Start DATA ENTRIES

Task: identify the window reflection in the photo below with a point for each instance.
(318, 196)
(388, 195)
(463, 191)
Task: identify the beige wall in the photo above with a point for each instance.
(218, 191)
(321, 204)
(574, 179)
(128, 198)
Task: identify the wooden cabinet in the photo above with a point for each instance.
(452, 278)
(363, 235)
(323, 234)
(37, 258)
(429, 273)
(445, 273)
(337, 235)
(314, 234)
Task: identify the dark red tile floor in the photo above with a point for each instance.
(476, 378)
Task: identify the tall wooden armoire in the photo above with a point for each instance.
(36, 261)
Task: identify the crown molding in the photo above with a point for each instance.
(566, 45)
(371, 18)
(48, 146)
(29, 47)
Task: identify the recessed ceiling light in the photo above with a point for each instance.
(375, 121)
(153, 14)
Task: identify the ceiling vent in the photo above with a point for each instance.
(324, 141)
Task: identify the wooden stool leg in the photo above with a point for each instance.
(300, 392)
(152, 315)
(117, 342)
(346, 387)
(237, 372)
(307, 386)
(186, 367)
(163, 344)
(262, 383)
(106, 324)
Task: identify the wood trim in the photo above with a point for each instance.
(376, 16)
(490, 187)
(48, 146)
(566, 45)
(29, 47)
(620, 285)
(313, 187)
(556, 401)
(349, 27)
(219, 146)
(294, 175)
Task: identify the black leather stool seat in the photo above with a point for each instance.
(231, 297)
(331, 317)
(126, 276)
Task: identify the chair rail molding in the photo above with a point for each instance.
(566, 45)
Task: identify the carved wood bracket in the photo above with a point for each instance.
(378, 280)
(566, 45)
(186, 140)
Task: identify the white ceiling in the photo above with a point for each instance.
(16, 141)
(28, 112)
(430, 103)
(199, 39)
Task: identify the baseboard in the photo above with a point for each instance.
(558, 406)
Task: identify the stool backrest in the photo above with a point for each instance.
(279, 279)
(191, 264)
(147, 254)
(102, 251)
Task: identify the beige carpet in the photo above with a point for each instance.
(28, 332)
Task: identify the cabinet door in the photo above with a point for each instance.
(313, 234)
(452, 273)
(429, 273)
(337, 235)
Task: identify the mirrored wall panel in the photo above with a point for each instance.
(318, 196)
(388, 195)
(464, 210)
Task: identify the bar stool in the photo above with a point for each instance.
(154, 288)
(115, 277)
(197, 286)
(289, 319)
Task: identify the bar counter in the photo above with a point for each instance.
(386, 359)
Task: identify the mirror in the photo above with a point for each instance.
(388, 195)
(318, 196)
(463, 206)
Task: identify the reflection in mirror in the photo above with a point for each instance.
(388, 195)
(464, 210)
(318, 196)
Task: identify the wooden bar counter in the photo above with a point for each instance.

End DATA ENTRIES

[EXERCISE DIRECTIONS]: Copy all the records above exactly, missing none.

[RESPONSE TO THE TASK]:
Task: identify the window reflection in the photo below with a point for each instance.
(318, 196)
(388, 195)
(463, 191)
Task: identify the beige wall in the photo above with a point for each instance.
(218, 191)
(321, 204)
(574, 179)
(128, 198)
Task: identify the wooden cabinet in the photo above with a point for each instance.
(452, 278)
(363, 235)
(323, 234)
(37, 258)
(429, 273)
(445, 273)
(337, 235)
(314, 234)
Task: identify the dark red tile floor in the photo above with a point for each instance.
(476, 378)
Task: identify the tall wooden armoire in the photo above with a point for each instance.
(36, 261)
Task: identify the crown molding in the photo above with a point for each instance.
(566, 45)
(371, 18)
(48, 146)
(29, 47)
Task: identify the recessed ceiling light in the photo above with a point for each instance.
(375, 121)
(153, 14)
Task: identify the ceiling vent in the photo above with a point for each instance.
(324, 141)
Task: identify the wooden stool leg in the photo above with a point for each instance.
(300, 392)
(152, 315)
(117, 342)
(346, 387)
(237, 372)
(307, 386)
(186, 367)
(163, 344)
(262, 383)
(106, 324)
Task: identify the wood trim in the photo above with a point for each instance.
(376, 16)
(490, 187)
(48, 146)
(566, 45)
(29, 47)
(620, 285)
(313, 187)
(556, 401)
(349, 27)
(219, 146)
(294, 175)
Task: identify the black leather stool seat in the photo above with a point for each instance.
(231, 297)
(331, 317)
(126, 276)
Task: identify the chair rail molding in the photo above with a point for each instance.
(566, 45)
Task: identify the carved wood bracket in the photo above with a point for each instance.
(378, 280)
(566, 45)
(186, 140)
Task: identify the white ceiling in the photo above with a point for each instance.
(16, 141)
(28, 112)
(430, 103)
(199, 39)
Task: identify the baseboard in the photo above with a point for each instance.
(558, 406)
Task: identify the stool backrest in the photo above with a point for each instance.
(279, 279)
(191, 264)
(147, 254)
(102, 251)
Task: identify the beige carpet in the photo above with a point for each instance.
(28, 332)
Task: identify the cabinet door in the photo above with a point for each instance.
(313, 234)
(452, 273)
(429, 273)
(337, 235)
Task: identify the mirrored wall panel in the photo above with a point for each instance.
(318, 196)
(388, 195)
(464, 210)
Task: identify the bar stool in the photo above with a point for each instance.
(154, 288)
(115, 277)
(197, 286)
(289, 319)
Task: identify the bar counter in the photo above with a point for each instance.
(386, 359)
Task: identify the mirror in the photo above with a point for each instance.
(388, 195)
(318, 196)
(463, 206)
Task: identify the reflection in mirror in the photo above with a point for each instance.
(388, 195)
(464, 210)
(318, 196)
Task: identify the wooden bar counter in the photo above with a point for each instance.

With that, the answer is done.